## PROBLEM A
According to the biography of Delano Ames, in what year did his father move the family to New Mexico?

## SUPPLIED TEXT

- Born: May 29, 1906 Mt. Vernon, Ohio
- Died: 1987 (aged 80–81) Madrid, Spain
- Occupation: Author
- Spouse(s): Maysie Coucher Ames (1929–1937) Kit Ames
- Relatives: Columbus Delano (grandfather)
- Writing career
- Genre: Crime fiction

= Delano Ames =

American writer (1906–1987)

Delano Ames (May 29, 1906 - January 1987) was an American writer of detective stories. Ames was the author of some 20 books, many of them featuring a husband and wife detective team of amateurs named Dagobert and Jane Brown. A later series of novels involved a character named Juan Lorca, of the Spanish Civil Guard, who solved local mysteries.

==Life==
Ames was born in Mt. Vernon, Ohio, the son of Benjamin and Isabel Kirk Ames. Delano's father Benjamin worked for the local newspaper, but moved the family in 1917 to New Mexico. Ames' grandfather was Columbus Delano, Secretary of the Interior under President Ulysses S. Grant. Ames attended Yale and Columbia universities.

Ames married Australian-born writer Maysie Coucher Ames (1901–1971) in Greenwich Village, New York City, in 1929. Under the pen name Maysie Greig, she was a prolific author of light-hearted romance novels. They divorced on 17 April 1937.

## SOURCE MATERIAL
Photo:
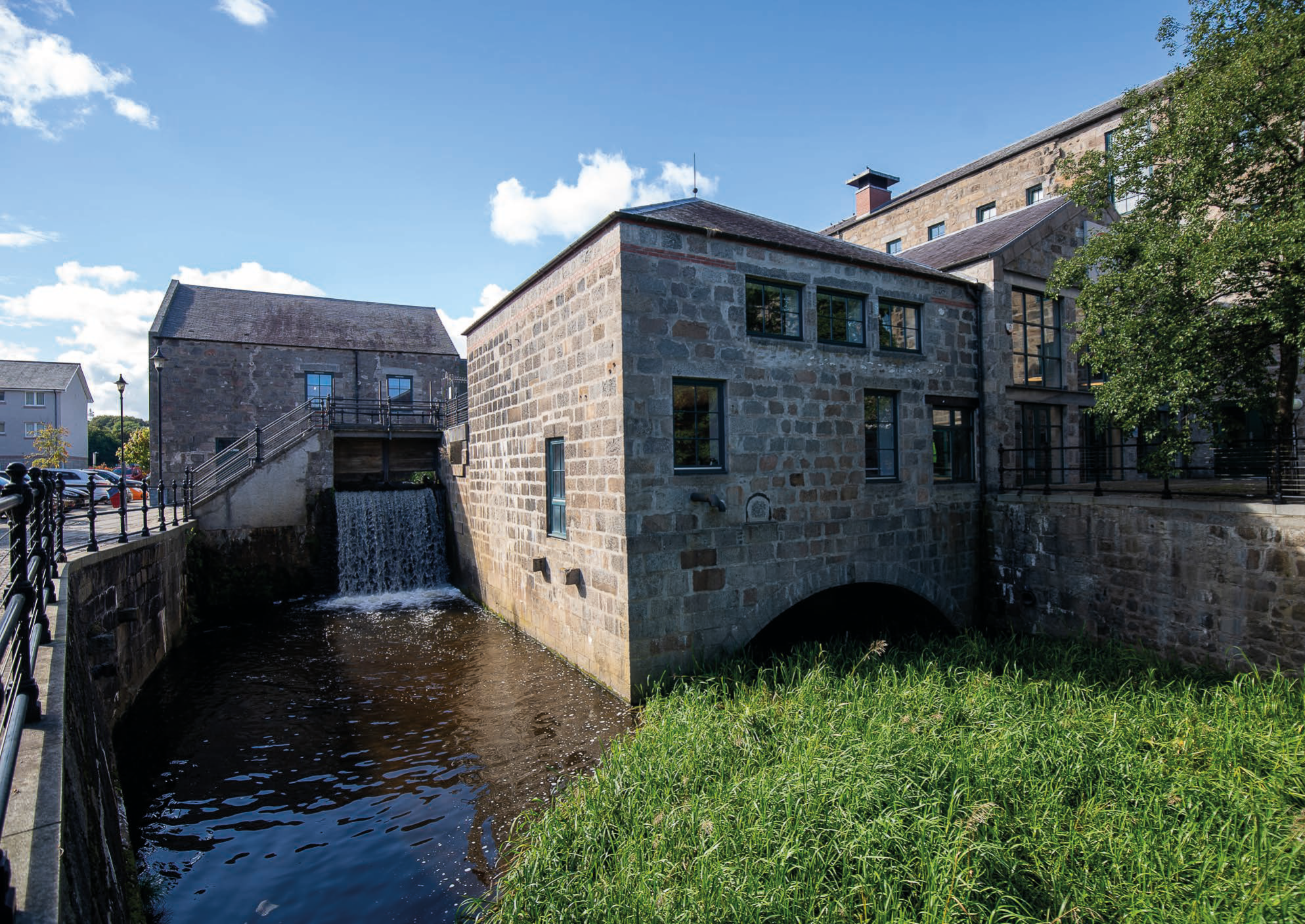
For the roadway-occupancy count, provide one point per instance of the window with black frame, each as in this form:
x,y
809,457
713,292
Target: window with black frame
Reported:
x,y
953,444
555,474
900,326
699,424
839,319
774,309
1035,340
880,435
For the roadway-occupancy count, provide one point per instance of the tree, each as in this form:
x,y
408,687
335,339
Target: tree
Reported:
x,y
1195,302
137,451
50,449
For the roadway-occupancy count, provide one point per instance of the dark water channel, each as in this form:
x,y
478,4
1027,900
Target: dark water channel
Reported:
x,y
347,765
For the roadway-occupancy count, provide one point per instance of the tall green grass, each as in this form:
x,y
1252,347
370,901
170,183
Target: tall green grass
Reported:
x,y
957,781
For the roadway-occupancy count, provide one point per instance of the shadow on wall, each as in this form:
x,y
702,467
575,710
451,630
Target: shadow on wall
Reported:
x,y
858,613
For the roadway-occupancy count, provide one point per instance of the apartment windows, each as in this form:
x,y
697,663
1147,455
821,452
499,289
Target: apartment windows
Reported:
x,y
317,388
774,309
900,326
880,435
1035,340
555,477
1042,433
697,408
953,444
841,319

## PROBLEM B
Extract every line of the records that contains the string "channel", where case counts.

## TASK RESPONSE A
1917

## TASK RESPONSE B
For the roadway-occupancy count, provide one point per instance of the dark water channel, each as in this form:
Target: dark water channel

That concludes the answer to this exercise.